Pull out each line below that contains the word "green", copying it unchanged.

## Data shown
· · · · ·
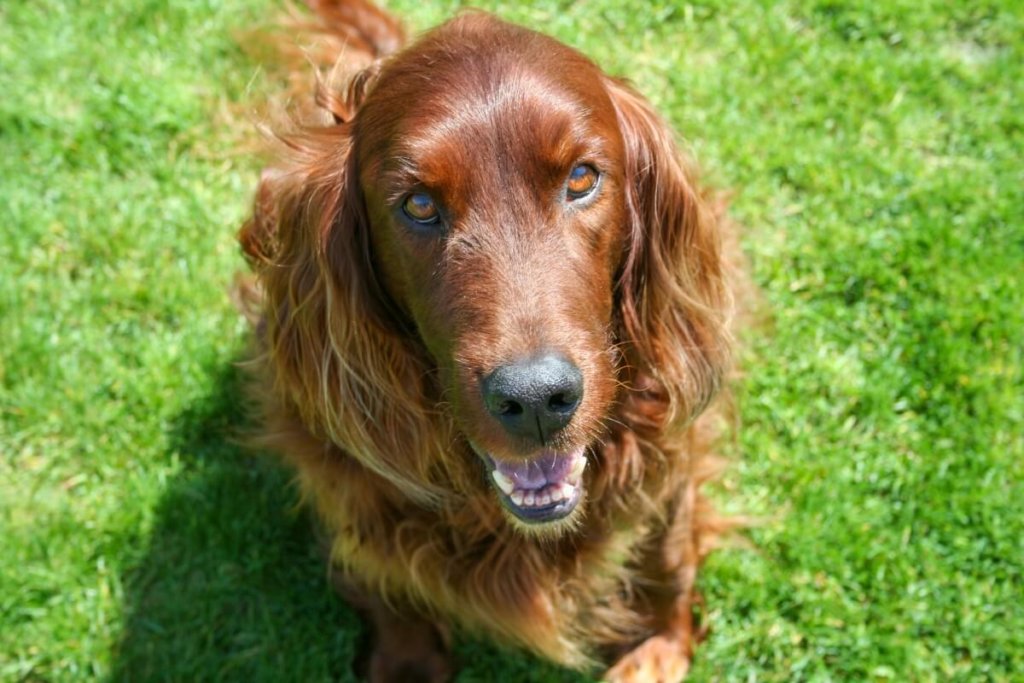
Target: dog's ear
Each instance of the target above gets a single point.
(673, 299)
(332, 342)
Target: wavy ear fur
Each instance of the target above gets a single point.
(330, 336)
(674, 303)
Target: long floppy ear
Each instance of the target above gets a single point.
(332, 342)
(674, 303)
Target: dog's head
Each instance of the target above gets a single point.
(502, 229)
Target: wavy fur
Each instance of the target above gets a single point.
(359, 401)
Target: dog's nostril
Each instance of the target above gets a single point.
(534, 397)
(509, 408)
(561, 402)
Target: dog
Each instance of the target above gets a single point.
(494, 316)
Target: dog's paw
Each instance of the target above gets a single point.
(660, 658)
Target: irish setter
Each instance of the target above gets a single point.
(494, 311)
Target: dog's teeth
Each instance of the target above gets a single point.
(503, 482)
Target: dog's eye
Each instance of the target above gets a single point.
(421, 209)
(583, 180)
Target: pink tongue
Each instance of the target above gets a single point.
(538, 472)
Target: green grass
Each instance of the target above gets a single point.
(876, 154)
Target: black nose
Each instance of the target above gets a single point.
(535, 397)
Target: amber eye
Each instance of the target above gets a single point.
(583, 180)
(421, 209)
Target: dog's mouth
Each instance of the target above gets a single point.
(544, 488)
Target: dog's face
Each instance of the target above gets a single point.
(495, 191)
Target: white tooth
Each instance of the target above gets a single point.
(506, 484)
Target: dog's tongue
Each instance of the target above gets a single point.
(538, 472)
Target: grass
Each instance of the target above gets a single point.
(875, 150)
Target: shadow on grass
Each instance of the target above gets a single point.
(231, 587)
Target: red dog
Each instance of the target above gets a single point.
(494, 304)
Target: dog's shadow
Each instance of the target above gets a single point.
(230, 586)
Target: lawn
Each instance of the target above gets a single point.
(876, 156)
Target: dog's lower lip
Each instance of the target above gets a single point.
(550, 501)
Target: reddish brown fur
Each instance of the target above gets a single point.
(376, 338)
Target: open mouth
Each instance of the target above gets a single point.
(544, 488)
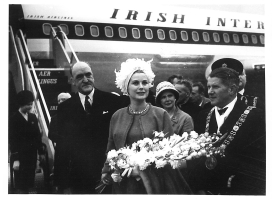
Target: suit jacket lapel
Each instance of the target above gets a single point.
(234, 115)
(77, 104)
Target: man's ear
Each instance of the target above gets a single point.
(233, 89)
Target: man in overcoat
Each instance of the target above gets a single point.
(241, 132)
(83, 121)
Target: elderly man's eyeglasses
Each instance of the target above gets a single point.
(81, 76)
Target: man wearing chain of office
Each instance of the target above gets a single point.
(239, 136)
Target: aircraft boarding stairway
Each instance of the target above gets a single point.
(46, 78)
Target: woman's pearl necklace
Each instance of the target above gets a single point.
(138, 112)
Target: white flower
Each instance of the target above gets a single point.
(111, 154)
(160, 163)
(194, 134)
(174, 163)
(185, 135)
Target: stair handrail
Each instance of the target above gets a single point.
(69, 44)
(55, 37)
(17, 55)
(34, 75)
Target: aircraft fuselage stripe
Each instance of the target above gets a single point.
(34, 31)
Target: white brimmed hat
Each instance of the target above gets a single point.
(165, 85)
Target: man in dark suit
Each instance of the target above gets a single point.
(184, 87)
(83, 120)
(248, 99)
(25, 140)
(241, 131)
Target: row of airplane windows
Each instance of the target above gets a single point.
(94, 31)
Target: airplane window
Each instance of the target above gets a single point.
(148, 33)
(216, 37)
(94, 31)
(195, 36)
(161, 34)
(245, 38)
(262, 39)
(136, 33)
(206, 36)
(254, 39)
(46, 28)
(79, 30)
(64, 28)
(226, 37)
(108, 31)
(235, 38)
(122, 32)
(184, 35)
(173, 35)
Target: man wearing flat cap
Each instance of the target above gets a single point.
(231, 63)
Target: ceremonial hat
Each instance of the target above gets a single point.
(229, 63)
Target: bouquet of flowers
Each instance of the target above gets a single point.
(160, 151)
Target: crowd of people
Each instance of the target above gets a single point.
(91, 122)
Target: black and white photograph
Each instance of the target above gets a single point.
(119, 97)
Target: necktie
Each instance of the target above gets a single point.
(87, 104)
(222, 111)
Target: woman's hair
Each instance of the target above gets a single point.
(24, 97)
(186, 83)
(128, 68)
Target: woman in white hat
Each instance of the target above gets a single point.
(166, 96)
(136, 122)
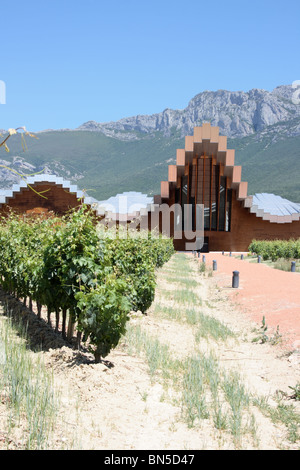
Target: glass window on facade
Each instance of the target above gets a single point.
(204, 185)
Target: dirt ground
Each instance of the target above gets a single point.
(115, 405)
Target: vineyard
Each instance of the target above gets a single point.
(89, 277)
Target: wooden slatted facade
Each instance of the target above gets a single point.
(205, 173)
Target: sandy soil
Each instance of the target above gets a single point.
(116, 405)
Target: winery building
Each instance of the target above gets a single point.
(205, 173)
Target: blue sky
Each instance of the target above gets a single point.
(67, 62)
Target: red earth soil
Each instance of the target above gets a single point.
(262, 291)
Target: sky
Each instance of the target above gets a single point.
(67, 62)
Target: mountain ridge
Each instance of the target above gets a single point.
(134, 153)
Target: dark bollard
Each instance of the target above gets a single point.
(235, 279)
(293, 266)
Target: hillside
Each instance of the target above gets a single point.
(134, 153)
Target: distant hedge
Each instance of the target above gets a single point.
(276, 249)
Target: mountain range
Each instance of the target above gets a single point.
(133, 153)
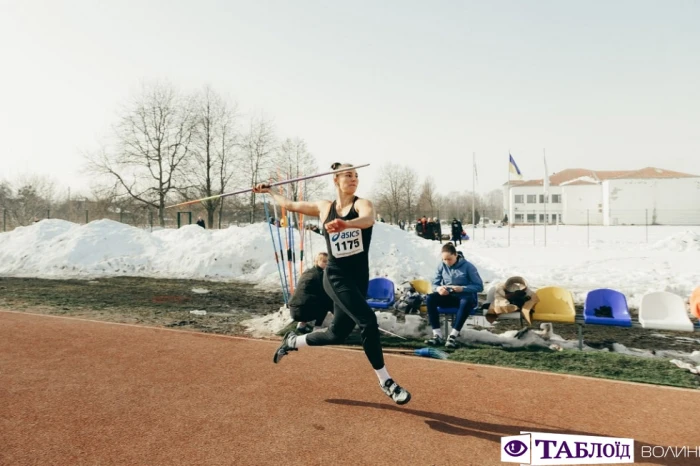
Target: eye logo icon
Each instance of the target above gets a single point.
(515, 448)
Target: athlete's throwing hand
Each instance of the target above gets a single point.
(336, 225)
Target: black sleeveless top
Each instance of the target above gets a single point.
(348, 250)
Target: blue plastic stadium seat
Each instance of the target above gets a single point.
(380, 293)
(617, 313)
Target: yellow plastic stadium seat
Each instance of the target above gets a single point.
(695, 302)
(423, 287)
(556, 305)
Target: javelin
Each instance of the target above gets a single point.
(302, 178)
(393, 334)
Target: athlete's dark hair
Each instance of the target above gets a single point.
(449, 247)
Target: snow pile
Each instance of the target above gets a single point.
(684, 241)
(618, 257)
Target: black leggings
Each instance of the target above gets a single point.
(350, 308)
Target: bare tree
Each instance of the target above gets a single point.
(388, 191)
(153, 139)
(409, 191)
(293, 160)
(426, 200)
(258, 146)
(33, 196)
(211, 168)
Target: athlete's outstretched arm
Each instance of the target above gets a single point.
(312, 209)
(365, 210)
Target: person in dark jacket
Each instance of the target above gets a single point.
(456, 230)
(438, 229)
(310, 303)
(456, 284)
(429, 229)
(419, 228)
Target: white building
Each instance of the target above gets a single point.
(578, 196)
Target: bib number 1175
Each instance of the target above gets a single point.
(347, 243)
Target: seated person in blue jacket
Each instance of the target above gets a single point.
(310, 302)
(456, 284)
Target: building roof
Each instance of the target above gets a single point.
(584, 176)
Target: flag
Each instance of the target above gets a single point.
(513, 169)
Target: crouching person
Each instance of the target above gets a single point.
(456, 284)
(512, 296)
(310, 304)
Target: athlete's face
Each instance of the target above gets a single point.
(449, 259)
(347, 181)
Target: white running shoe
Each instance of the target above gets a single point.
(395, 392)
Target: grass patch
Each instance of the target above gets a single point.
(591, 363)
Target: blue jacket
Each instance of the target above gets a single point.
(462, 273)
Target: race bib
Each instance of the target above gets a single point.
(346, 243)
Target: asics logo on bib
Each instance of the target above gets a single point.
(345, 235)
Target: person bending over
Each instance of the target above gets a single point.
(310, 302)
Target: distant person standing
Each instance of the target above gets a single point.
(456, 227)
(438, 229)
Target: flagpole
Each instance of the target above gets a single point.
(510, 203)
(473, 196)
(545, 183)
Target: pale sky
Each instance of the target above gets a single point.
(598, 84)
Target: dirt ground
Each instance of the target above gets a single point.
(168, 303)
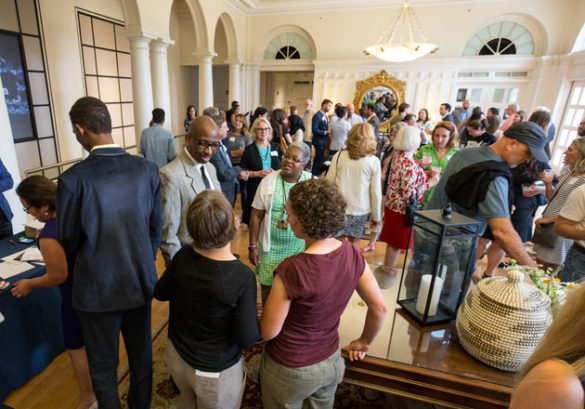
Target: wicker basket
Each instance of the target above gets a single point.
(502, 320)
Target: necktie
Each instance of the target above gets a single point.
(204, 177)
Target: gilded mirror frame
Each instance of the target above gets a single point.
(380, 79)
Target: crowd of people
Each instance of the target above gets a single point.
(307, 182)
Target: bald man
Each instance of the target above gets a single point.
(189, 174)
(352, 117)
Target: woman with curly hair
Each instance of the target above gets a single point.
(408, 182)
(444, 146)
(356, 171)
(301, 363)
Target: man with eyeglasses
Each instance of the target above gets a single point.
(478, 183)
(189, 174)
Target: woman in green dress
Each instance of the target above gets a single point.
(271, 238)
(435, 156)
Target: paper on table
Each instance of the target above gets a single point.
(8, 270)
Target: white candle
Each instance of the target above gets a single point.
(423, 293)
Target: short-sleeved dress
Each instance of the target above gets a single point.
(283, 242)
(72, 334)
(567, 183)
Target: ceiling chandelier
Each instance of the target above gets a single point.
(394, 47)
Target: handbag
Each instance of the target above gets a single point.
(412, 206)
(544, 235)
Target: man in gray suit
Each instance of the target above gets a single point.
(185, 177)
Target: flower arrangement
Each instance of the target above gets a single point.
(547, 282)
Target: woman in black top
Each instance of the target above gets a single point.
(259, 159)
(212, 308)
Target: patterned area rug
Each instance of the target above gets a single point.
(165, 396)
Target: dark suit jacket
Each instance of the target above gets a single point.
(109, 214)
(6, 183)
(319, 126)
(226, 173)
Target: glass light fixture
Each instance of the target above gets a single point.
(401, 50)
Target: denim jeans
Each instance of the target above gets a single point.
(310, 386)
(574, 269)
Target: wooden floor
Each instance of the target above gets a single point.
(56, 387)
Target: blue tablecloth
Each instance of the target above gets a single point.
(31, 335)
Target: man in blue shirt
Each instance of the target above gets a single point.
(321, 135)
(157, 144)
(6, 183)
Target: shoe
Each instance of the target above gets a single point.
(368, 248)
(385, 278)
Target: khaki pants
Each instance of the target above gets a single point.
(204, 390)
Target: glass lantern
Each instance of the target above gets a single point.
(438, 265)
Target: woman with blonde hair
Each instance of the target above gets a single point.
(260, 159)
(356, 171)
(408, 182)
(571, 177)
(436, 155)
(554, 376)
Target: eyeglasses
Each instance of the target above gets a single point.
(292, 158)
(206, 144)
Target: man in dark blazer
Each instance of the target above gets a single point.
(109, 214)
(321, 135)
(227, 174)
(182, 180)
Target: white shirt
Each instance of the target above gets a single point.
(360, 183)
(574, 210)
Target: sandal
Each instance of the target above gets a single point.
(368, 248)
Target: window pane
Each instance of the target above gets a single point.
(38, 88)
(92, 87)
(8, 19)
(85, 29)
(89, 60)
(121, 39)
(115, 114)
(109, 91)
(28, 16)
(14, 84)
(32, 51)
(104, 34)
(48, 153)
(43, 121)
(106, 62)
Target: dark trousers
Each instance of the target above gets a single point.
(5, 226)
(101, 331)
(319, 159)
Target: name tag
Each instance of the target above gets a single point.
(206, 374)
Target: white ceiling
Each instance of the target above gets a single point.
(301, 6)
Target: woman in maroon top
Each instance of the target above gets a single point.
(302, 364)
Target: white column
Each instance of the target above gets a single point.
(160, 77)
(234, 81)
(205, 79)
(141, 83)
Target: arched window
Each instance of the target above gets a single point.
(288, 46)
(504, 37)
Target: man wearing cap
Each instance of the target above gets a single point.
(492, 201)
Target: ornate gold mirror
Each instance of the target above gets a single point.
(383, 88)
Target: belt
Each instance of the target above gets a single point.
(579, 248)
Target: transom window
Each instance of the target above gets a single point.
(502, 38)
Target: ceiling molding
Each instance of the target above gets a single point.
(259, 7)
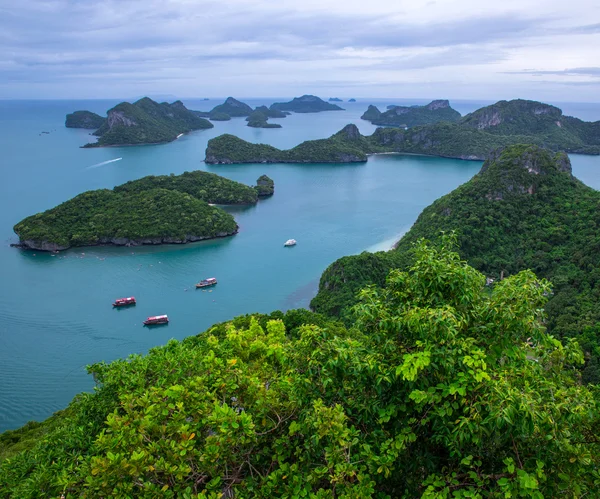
· · · · ·
## Output of the task
Target: green grass
Target: woman in green dress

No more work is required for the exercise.